Point placement lines:
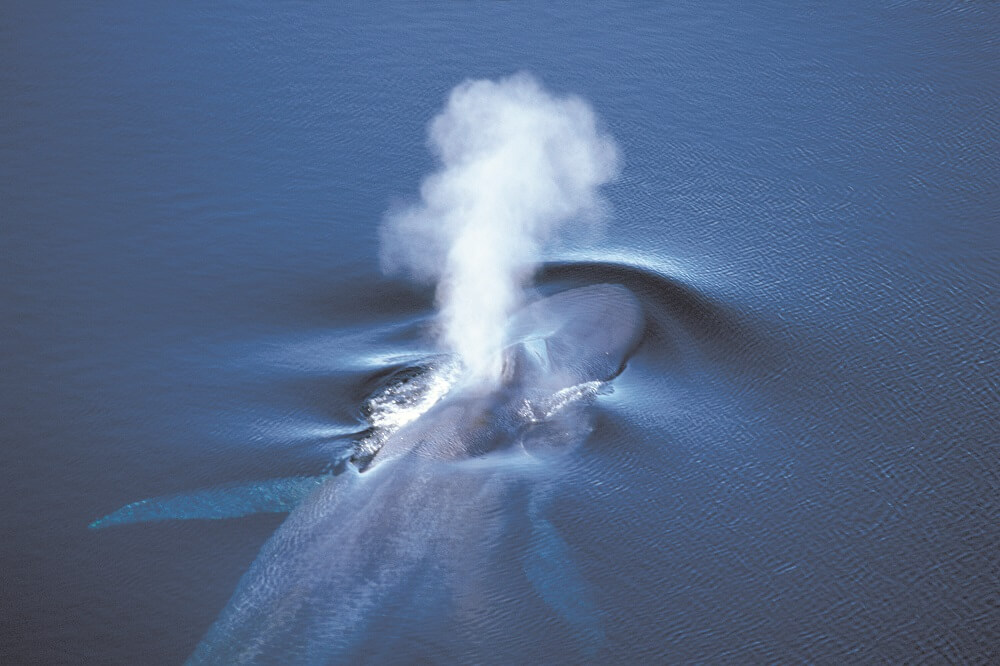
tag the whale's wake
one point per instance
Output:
(464, 448)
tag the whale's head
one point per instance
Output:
(574, 337)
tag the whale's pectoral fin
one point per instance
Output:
(550, 568)
(274, 496)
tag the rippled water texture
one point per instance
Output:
(798, 463)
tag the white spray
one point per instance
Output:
(517, 164)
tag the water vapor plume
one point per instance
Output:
(517, 165)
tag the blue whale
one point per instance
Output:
(412, 531)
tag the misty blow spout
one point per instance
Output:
(518, 165)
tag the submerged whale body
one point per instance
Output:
(409, 541)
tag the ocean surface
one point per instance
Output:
(799, 463)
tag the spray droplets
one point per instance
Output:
(518, 164)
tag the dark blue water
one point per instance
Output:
(800, 462)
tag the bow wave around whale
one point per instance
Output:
(361, 544)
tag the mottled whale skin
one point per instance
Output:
(409, 537)
(407, 529)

Job —
Can you write out all the lines above again in full, with every point coordinate multiplied by 2 and rounded to a whole number (halves rounded up)? Leave the pictures out.

Task output —
tag the whale's wake
one point per instance
Output:
(928, 896)
tag the whale's head
one point per instance
Output:
(1148, 674)
tag the whale's pectoral fin
one point per instance
Output:
(1100, 1136)
(548, 992)
tag the rippled water texture
one point per instance
Output:
(1596, 926)
tag the white spray
one point per instance
Output:
(1034, 328)
tag the water vapor plume
one point per instance
Output:
(1034, 330)
tag the blue whale
one point per instance
Output:
(824, 1062)
tag the misty blow spout
one point per instance
Output:
(1036, 330)
tag the submerged whale body
one point per instance
Output:
(818, 1082)
tag the ocean surface
one point per instance
Output:
(1598, 926)
tag the spray droplets
one point per instance
Output:
(1036, 328)
tag the dark blue water
one point per instance
Output:
(1600, 924)
tag the bow wave around whale
one point per instance
Output:
(722, 1088)
tag the mottled whale skin
one point per instance
Output:
(818, 1074)
(814, 1058)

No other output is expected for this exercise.